→ Job: Rewrite the records starting at the line that contains "find sky | one" and ending at the end of the records, with the requests included. Increase every point coordinate in the answers by 64, and leave the coordinates in the requests and their sample outputs as they are.

→ Data rows:
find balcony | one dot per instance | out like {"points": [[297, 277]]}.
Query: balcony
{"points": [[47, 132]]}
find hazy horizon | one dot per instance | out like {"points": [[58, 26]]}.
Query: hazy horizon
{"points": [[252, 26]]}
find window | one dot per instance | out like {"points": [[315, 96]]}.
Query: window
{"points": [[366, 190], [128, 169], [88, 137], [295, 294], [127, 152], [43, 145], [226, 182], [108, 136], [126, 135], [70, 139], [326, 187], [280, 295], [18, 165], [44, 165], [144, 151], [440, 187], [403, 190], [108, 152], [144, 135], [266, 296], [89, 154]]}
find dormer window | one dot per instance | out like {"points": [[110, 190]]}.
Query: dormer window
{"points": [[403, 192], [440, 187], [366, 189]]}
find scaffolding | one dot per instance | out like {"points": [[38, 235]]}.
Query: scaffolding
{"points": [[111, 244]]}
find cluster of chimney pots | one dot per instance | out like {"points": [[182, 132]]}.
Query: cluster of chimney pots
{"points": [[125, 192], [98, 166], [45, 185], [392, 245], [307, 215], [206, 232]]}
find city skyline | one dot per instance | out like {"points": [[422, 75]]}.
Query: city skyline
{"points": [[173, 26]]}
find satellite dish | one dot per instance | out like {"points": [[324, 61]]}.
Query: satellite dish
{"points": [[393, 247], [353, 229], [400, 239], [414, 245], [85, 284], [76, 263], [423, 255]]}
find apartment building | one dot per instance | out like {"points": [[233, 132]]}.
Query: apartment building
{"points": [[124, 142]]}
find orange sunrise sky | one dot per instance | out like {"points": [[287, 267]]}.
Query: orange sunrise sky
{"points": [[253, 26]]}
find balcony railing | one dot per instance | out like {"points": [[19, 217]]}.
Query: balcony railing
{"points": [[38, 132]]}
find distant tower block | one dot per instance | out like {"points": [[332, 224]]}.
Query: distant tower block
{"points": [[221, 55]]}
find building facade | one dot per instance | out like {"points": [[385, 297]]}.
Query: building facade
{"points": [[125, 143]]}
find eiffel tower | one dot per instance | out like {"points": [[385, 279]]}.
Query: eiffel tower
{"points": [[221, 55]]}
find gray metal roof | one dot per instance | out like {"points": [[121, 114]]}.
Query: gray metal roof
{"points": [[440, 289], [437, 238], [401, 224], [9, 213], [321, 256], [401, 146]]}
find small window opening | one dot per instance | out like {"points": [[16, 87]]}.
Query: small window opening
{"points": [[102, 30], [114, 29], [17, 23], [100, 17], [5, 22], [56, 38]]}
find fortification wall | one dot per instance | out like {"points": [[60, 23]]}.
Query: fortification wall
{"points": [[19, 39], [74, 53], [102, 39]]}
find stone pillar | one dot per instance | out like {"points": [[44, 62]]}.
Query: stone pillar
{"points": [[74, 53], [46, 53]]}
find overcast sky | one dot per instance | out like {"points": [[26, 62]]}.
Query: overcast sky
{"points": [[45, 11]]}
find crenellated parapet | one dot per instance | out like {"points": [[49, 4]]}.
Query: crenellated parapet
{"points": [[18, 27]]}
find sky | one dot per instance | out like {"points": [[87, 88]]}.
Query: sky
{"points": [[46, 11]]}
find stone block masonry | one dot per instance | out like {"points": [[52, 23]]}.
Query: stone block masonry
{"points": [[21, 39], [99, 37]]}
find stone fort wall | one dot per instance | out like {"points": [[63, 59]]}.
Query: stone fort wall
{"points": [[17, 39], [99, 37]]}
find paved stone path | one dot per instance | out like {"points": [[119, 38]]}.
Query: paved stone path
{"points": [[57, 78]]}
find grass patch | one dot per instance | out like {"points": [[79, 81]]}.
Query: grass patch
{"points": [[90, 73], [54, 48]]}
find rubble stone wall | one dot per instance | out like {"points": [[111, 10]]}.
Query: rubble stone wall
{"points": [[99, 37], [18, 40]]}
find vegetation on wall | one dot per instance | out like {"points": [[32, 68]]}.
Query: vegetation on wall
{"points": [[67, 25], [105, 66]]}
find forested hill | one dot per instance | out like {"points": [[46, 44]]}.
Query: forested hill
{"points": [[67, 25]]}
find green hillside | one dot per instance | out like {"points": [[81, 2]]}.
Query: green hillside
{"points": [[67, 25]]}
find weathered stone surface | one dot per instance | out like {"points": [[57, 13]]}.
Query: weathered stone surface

→ Expected answer:
find sky | one dot per instance | out like {"points": [[87, 88]]}.
Query: sky
{"points": [[110, 75]]}
find stone block masonry | one dot per instance | out like {"points": [[52, 23]]}.
Query: stone block masonry
{"points": [[85, 103], [163, 101]]}
find stone fort wall | one dot per instance | out like {"points": [[63, 59]]}.
Query: stone fort wall
{"points": [[81, 103], [163, 101]]}
find paved stone path | one dot per instance | out like {"points": [[119, 38]]}.
Query: paved stone path
{"points": [[121, 142]]}
find grass patch | one dot per instance | out like {"points": [[79, 81]]}.
Query: grass patch
{"points": [[154, 137], [118, 112]]}
find rubble stone wall | one dot per instance | out like {"points": [[111, 10]]}.
Query: rubble stone wall
{"points": [[163, 101], [82, 104]]}
find vegetation on wall | one dot per instance | out like {"points": [[32, 68]]}.
Query: vegetation on wall
{"points": [[131, 89], [169, 130]]}
find forested hill | one dot per instance | out like {"points": [[46, 44]]}.
Query: forested hill
{"points": [[131, 89]]}
find green hillside | one dot per instance | out like {"points": [[81, 2]]}.
Query: green hillside
{"points": [[131, 89]]}
find weathered stone surface | one dot per instance | out like {"points": [[57, 13]]}.
Query: weathered stone surface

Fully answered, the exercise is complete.